Starting at the line below that contains "[point] every instance of the yellow", print each line through the end of the records exactly as it appears.
** START ENTRIES **
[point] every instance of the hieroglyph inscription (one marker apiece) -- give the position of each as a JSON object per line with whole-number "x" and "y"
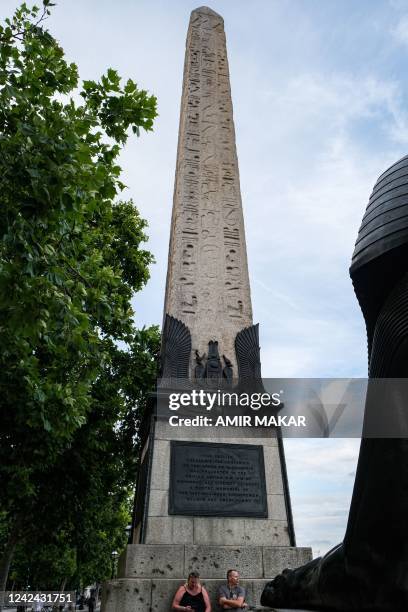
{"x": 209, "y": 275}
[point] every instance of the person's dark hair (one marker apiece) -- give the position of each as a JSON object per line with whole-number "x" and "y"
{"x": 194, "y": 575}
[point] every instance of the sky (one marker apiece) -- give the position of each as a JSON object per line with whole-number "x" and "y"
{"x": 320, "y": 110}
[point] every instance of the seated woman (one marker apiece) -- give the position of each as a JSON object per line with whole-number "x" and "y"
{"x": 192, "y": 596}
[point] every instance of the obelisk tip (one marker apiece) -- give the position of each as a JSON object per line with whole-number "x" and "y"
{"x": 205, "y": 10}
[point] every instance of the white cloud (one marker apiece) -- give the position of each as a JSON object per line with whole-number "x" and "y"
{"x": 400, "y": 31}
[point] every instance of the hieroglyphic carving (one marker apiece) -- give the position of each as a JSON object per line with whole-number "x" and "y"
{"x": 208, "y": 284}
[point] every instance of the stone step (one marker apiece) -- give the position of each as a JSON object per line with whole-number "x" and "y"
{"x": 156, "y": 595}
{"x": 212, "y": 562}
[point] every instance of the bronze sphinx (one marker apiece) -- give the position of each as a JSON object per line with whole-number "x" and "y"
{"x": 369, "y": 570}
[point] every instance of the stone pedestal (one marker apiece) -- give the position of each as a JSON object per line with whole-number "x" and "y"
{"x": 150, "y": 574}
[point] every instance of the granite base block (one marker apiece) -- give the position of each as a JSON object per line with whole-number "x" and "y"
{"x": 151, "y": 574}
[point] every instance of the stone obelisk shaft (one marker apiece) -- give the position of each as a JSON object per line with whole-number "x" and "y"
{"x": 207, "y": 281}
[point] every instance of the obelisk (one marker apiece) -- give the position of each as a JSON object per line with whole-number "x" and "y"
{"x": 206, "y": 501}
{"x": 207, "y": 281}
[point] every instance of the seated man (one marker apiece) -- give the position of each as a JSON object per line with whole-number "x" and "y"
{"x": 231, "y": 596}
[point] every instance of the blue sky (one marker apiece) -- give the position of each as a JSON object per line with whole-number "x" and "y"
{"x": 320, "y": 109}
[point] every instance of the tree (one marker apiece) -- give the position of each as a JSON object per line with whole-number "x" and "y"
{"x": 70, "y": 258}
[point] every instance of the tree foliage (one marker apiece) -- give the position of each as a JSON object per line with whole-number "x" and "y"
{"x": 71, "y": 258}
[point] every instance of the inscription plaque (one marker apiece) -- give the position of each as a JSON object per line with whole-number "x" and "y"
{"x": 217, "y": 480}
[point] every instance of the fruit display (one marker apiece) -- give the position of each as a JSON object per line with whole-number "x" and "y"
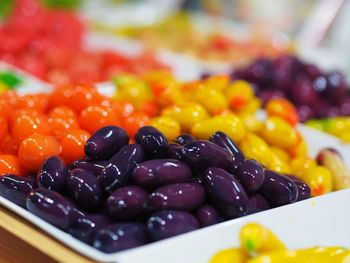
{"x": 337, "y": 126}
{"x": 49, "y": 44}
{"x": 259, "y": 244}
{"x": 316, "y": 93}
{"x": 107, "y": 152}
{"x": 186, "y": 38}
{"x": 9, "y": 80}
{"x": 203, "y": 107}
{"x": 147, "y": 190}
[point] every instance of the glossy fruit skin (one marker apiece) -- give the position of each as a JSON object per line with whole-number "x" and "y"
{"x": 10, "y": 164}
{"x": 304, "y": 191}
{"x": 72, "y": 145}
{"x": 28, "y": 124}
{"x": 184, "y": 139}
{"x": 51, "y": 206}
{"x": 16, "y": 188}
{"x": 174, "y": 151}
{"x": 106, "y": 142}
{"x": 119, "y": 168}
{"x": 278, "y": 189}
{"x": 152, "y": 141}
{"x": 94, "y": 117}
{"x": 251, "y": 175}
{"x": 84, "y": 228}
{"x": 221, "y": 139}
{"x": 256, "y": 203}
{"x": 155, "y": 173}
{"x": 207, "y": 215}
{"x": 181, "y": 196}
{"x": 203, "y": 154}
{"x": 126, "y": 202}
{"x": 226, "y": 193}
{"x": 83, "y": 187}
{"x": 35, "y": 149}
{"x": 53, "y": 174}
{"x": 119, "y": 237}
{"x": 169, "y": 223}
{"x": 94, "y": 166}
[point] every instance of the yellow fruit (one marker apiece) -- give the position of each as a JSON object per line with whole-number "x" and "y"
{"x": 229, "y": 124}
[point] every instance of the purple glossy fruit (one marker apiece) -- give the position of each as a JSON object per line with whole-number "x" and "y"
{"x": 94, "y": 166}
{"x": 304, "y": 191}
{"x": 119, "y": 237}
{"x": 51, "y": 206}
{"x": 52, "y": 174}
{"x": 152, "y": 141}
{"x": 202, "y": 154}
{"x": 83, "y": 187}
{"x": 84, "y": 228}
{"x": 336, "y": 87}
{"x": 278, "y": 189}
{"x": 106, "y": 142}
{"x": 169, "y": 223}
{"x": 181, "y": 196}
{"x": 257, "y": 203}
{"x": 221, "y": 139}
{"x": 118, "y": 171}
{"x": 173, "y": 151}
{"x": 126, "y": 202}
{"x": 16, "y": 188}
{"x": 207, "y": 216}
{"x": 251, "y": 175}
{"x": 226, "y": 193}
{"x": 303, "y": 92}
{"x": 184, "y": 139}
{"x": 155, "y": 173}
{"x": 305, "y": 112}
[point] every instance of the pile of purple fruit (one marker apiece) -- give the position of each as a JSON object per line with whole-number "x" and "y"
{"x": 316, "y": 94}
{"x": 125, "y": 195}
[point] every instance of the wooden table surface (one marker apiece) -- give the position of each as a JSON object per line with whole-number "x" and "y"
{"x": 23, "y": 242}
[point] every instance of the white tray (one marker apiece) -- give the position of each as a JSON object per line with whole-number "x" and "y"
{"x": 322, "y": 220}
** END ENTRIES **
▶ **ANSWER TO THE EXERCISE**
[point] every instance of the yellow fruit (one marker apiece) -- give the position of each as a JSON object per line with whole-number "x" and "y"
{"x": 229, "y": 124}
[point] every instance of the purple glossy fruit (one marker apiece) -- give the position of each as a JSON object per line with whole-number "x" and "y"
{"x": 94, "y": 166}
{"x": 304, "y": 191}
{"x": 119, "y": 237}
{"x": 51, "y": 206}
{"x": 52, "y": 174}
{"x": 152, "y": 141}
{"x": 202, "y": 154}
{"x": 83, "y": 187}
{"x": 84, "y": 228}
{"x": 336, "y": 87}
{"x": 278, "y": 189}
{"x": 106, "y": 142}
{"x": 169, "y": 223}
{"x": 181, "y": 196}
{"x": 257, "y": 203}
{"x": 221, "y": 139}
{"x": 118, "y": 171}
{"x": 173, "y": 151}
{"x": 126, "y": 202}
{"x": 16, "y": 188}
{"x": 207, "y": 216}
{"x": 251, "y": 175}
{"x": 226, "y": 193}
{"x": 303, "y": 92}
{"x": 184, "y": 139}
{"x": 155, "y": 173}
{"x": 305, "y": 112}
[point] every instance of the pile of purple fruit (one marker apiece) -- give the position of each as a JSON object per line with whole-number "x" and "y"
{"x": 316, "y": 94}
{"x": 125, "y": 195}
[point] every instance of the wooden table surface (one marker apiece) -- give the position of each as a JSON object per line with whole-number "x" and "y"
{"x": 23, "y": 242}
[point] every instance of the white tray (one marker apiece) -- give the position of each as a JSON object per line with whole-number "x" and "y"
{"x": 322, "y": 220}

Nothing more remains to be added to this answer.